PROBLEM TO WORK ON
Repeat the listing in full, word for word.

Items listed in a dataset:
• • • •

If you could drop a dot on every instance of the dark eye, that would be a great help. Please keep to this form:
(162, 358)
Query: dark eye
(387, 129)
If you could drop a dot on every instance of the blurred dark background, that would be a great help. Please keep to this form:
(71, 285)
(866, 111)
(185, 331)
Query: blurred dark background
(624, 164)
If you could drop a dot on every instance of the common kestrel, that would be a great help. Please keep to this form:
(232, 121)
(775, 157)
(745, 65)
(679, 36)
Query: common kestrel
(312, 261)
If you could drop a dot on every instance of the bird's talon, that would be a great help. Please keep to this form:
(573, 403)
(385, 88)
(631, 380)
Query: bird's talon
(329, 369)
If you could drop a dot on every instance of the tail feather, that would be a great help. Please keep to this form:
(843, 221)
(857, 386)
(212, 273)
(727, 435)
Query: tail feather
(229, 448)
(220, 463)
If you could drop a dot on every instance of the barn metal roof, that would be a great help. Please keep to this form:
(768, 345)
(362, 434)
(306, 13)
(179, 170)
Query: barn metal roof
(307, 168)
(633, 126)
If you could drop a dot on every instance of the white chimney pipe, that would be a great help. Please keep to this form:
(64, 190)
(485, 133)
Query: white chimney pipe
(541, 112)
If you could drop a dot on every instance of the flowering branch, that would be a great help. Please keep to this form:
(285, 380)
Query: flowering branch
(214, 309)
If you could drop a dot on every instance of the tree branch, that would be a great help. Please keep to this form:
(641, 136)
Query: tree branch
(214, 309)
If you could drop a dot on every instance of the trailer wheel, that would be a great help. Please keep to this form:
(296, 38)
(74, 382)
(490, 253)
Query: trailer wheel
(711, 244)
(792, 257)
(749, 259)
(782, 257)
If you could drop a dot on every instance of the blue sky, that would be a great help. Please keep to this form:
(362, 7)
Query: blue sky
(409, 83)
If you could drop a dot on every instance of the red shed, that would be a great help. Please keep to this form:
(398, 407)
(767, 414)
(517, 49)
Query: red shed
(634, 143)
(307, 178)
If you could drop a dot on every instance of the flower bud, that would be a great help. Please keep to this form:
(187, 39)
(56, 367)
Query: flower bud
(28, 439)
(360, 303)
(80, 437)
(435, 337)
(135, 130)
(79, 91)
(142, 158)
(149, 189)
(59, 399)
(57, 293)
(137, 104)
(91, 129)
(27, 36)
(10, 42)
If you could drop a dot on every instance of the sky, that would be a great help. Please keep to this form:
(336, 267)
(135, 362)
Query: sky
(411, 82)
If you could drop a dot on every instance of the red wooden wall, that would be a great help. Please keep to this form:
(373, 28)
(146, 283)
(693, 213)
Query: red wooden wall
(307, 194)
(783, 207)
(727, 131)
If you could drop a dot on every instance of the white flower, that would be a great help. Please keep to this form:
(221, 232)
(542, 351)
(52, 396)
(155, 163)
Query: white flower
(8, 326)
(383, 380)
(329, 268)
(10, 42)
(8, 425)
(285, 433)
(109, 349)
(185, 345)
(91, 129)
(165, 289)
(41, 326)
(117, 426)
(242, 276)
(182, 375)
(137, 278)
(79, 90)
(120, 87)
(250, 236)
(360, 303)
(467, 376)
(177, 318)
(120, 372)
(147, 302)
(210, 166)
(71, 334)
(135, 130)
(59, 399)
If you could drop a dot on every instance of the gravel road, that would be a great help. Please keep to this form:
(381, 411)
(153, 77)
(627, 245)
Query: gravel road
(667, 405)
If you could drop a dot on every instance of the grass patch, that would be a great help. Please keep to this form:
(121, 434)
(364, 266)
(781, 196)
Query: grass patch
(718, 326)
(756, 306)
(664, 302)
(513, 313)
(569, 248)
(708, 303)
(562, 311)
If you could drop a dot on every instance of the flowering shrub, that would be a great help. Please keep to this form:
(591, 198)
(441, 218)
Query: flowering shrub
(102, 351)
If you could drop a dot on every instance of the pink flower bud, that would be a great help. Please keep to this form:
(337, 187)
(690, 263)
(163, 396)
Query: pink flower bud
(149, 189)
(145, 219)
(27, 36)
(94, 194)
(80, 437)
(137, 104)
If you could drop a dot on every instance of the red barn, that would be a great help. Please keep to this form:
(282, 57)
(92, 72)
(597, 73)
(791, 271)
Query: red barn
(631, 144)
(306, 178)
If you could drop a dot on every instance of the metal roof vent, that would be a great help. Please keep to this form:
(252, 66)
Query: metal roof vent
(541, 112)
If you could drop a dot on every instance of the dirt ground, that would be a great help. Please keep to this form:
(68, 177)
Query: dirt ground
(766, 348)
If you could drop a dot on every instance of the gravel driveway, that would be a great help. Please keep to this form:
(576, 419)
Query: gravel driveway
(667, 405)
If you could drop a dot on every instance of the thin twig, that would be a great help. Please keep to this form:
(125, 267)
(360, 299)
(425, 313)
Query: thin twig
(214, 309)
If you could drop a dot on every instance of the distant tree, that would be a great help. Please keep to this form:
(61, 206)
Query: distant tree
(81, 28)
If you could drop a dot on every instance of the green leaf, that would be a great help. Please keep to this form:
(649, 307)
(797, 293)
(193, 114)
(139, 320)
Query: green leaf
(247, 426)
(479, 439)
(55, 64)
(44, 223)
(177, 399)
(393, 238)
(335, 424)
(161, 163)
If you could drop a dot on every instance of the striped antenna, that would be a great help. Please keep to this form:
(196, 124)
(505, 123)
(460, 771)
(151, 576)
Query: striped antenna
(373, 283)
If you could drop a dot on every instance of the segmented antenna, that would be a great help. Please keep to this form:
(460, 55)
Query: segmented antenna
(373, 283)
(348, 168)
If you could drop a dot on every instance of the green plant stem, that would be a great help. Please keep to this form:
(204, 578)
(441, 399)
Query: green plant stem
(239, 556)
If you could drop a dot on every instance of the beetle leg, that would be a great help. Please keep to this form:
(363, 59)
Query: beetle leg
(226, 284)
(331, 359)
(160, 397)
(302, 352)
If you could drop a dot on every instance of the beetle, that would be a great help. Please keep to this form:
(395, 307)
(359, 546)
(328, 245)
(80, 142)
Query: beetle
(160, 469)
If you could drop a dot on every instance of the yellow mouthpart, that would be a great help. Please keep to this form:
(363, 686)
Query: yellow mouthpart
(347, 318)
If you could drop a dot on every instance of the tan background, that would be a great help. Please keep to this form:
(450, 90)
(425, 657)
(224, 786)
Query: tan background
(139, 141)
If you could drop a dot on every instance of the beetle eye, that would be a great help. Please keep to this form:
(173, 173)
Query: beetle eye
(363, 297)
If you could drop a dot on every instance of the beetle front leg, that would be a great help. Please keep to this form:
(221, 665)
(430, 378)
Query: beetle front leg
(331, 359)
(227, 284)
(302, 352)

• • • •

WRITTEN REPLY
If you could drop a dot on every instance of the dark eye, that would be a great help. Please keep to this form:
(162, 358)
Query: dark eye
(387, 129)
If you could drop a dot on every instance of the blurred dark background, that would be a great help. Please keep to this form:
(71, 285)
(866, 111)
(185, 331)
Query: blurred dark background
(624, 164)
If you could drop a dot on every instance of the common kestrel, that would be a great help. Please keep to this form:
(232, 121)
(775, 157)
(745, 65)
(679, 36)
Query: common kestrel
(312, 261)
If you could drop a dot on every instance of the bird's talon, that would be a great help. Please keep to this form:
(573, 403)
(385, 88)
(631, 380)
Query: bird's talon
(329, 369)
If you could drop a dot on every instance of the tail feather, that would be a great help. Please keep to this form:
(843, 221)
(857, 386)
(212, 273)
(727, 435)
Query: tail feather
(229, 448)
(220, 463)
If you could drop a dot on every instance of the barn metal roof, that would be a great help. Please keep to this form:
(768, 345)
(362, 434)
(306, 13)
(179, 170)
Query: barn metal roof
(307, 168)
(633, 126)
If you could drop a dot on every instance of the white chimney pipe, that would be a great help. Please keep to this form:
(64, 190)
(485, 133)
Query: white chimney pipe
(541, 112)
If you could drop a dot on every instance of the flowering branch, that would be a great help. Please keep to this form:
(285, 380)
Query: flowering branch
(214, 309)
If you could drop a dot on every instance of the tree branch, that would be a great help. Please keep to this form:
(641, 136)
Query: tree branch
(214, 309)
If you could drop a dot on every instance of the trailer wheel, that would be a great help. Please keep to this form:
(296, 38)
(74, 382)
(490, 253)
Query: trailer wheel
(711, 244)
(792, 257)
(749, 259)
(782, 257)
If you could drop a dot on every instance of the blue sky, that would be a great help. Please keep to this form:
(362, 7)
Query: blue sky
(409, 83)
If you could drop a dot on every instance of the red shed, that would be a great help. Please keep to this form:
(398, 407)
(767, 414)
(517, 49)
Query: red shed
(634, 143)
(307, 178)
If you could drop a dot on every instance of the flower bud, that would be a great help. Please keep to this form:
(187, 39)
(56, 367)
Query: flower bud
(28, 439)
(360, 303)
(80, 437)
(435, 337)
(135, 130)
(79, 91)
(142, 158)
(149, 189)
(59, 399)
(57, 293)
(137, 104)
(91, 129)
(27, 36)
(10, 42)
If you could drop a dot on every instance of the sky, that would be a great help. Please keep to this form:
(336, 267)
(135, 362)
Query: sky
(411, 82)
If you could drop a dot on every instance of the red wooden wall, that would be a great help. Please keep to this form:
(373, 28)
(146, 283)
(693, 213)
Query: red wooden wall
(307, 194)
(783, 207)
(727, 131)
If you could drop a dot on every instance of the white flower, that would be a great help. Please keep to this form:
(221, 232)
(542, 351)
(52, 396)
(155, 163)
Query: white flower
(8, 326)
(383, 380)
(329, 268)
(10, 42)
(8, 425)
(285, 433)
(109, 349)
(185, 345)
(91, 129)
(165, 289)
(41, 326)
(117, 426)
(242, 276)
(182, 375)
(137, 278)
(79, 90)
(120, 87)
(250, 236)
(360, 303)
(467, 376)
(177, 318)
(120, 372)
(147, 302)
(210, 166)
(71, 334)
(135, 130)
(59, 399)
If you could drop a dot on every instance of the gravel road, that would be a great help. Please keep to this form:
(381, 411)
(153, 77)
(627, 245)
Query: gravel road
(667, 405)
If you could drop a dot on every instance of the grass patch, that would be a great help. Please keep to this form:
(121, 434)
(364, 266)
(781, 196)
Query: grass patch
(718, 326)
(756, 306)
(664, 302)
(513, 313)
(569, 248)
(708, 303)
(562, 311)
If you could drop a dot on every instance of the flowering shrub, that would be a great help. Please keep to this form:
(591, 198)
(441, 218)
Query: flowering shrub
(102, 351)
If you could drop a dot on every instance of the pink flower bud, that would be a great help. Please keep to this form:
(337, 187)
(690, 263)
(163, 396)
Query: pink flower bud
(149, 189)
(145, 219)
(27, 36)
(94, 194)
(80, 437)
(137, 104)
If you could drop a dot on every instance of the red barn, that would be a great help. Please keep to this form:
(282, 57)
(92, 72)
(597, 73)
(791, 271)
Query: red barn
(631, 144)
(306, 178)
If you could drop a dot on every instance of the metal roof vent, that would be a great help. Please keep to this form:
(252, 66)
Query: metal roof vent
(541, 112)
If you could drop a dot on every instance of the dirt ground, that would be a great help. Please keep to this form:
(68, 177)
Query: dirt ground
(766, 348)
If you could drop a dot on every instance of the gravel driveway, that would be a great help. Please keep to this form:
(576, 419)
Query: gravel driveway
(667, 405)
If you could drop a dot on every instance of the thin twig, that would be a great help. Please keep to this form:
(125, 267)
(360, 299)
(425, 313)
Query: thin twig
(214, 309)
If you could drop a dot on every instance of the distant tree, that would be a great help. Please keep to this form:
(61, 206)
Query: distant tree
(81, 28)
If you could drop a dot on every instance of the green leaf, that would be a great help. Please keep to this form:
(649, 307)
(797, 293)
(193, 114)
(139, 320)
Query: green leaf
(247, 426)
(479, 439)
(55, 64)
(44, 223)
(177, 399)
(393, 238)
(335, 424)
(161, 163)
If you could drop a dot on every instance of the striped antenna, that would be a great help. Please keep to this form:
(196, 124)
(505, 123)
(460, 771)
(151, 576)
Query: striped antenna
(373, 283)
If you could drop a dot on every instance of the segmented antenna, that would be a great help. Please keep to this form:
(460, 55)
Query: segmented antenna
(373, 283)
(348, 168)
If you could drop a dot on every instance of the green plant stem, that would be a great help. Please keep to this form:
(204, 578)
(441, 399)
Query: green plant stem
(239, 556)
If you could drop a dot on every instance of the beetle leg, that would be a great help. Please keep to this form:
(363, 59)
Query: beetle leg
(226, 284)
(331, 359)
(160, 397)
(302, 352)
If you could drop a dot on every instance of the beetle, that would be a great help. Please keep to this form:
(395, 307)
(359, 546)
(328, 245)
(80, 142)
Query: beetle
(160, 469)
If you could drop a dot on every instance of the yellow mouthpart, that would be a great help. Please keep to this form:
(363, 686)
Query: yellow mouthpart
(347, 318)
If you could drop a dot on every instance of the tan background, that would be a great help. Please keep to this form:
(450, 90)
(425, 657)
(224, 786)
Query: tan background
(139, 141)
If you could drop a dot on every instance of the beetle eye, that would be a great help. Please keep to this form:
(173, 173)
Query: beetle eye
(363, 297)
If you could drop a dot on every instance of the beetle front leg, that would be a great help. Please keep to this form:
(221, 665)
(430, 378)
Query: beetle front leg
(331, 359)
(227, 284)
(302, 352)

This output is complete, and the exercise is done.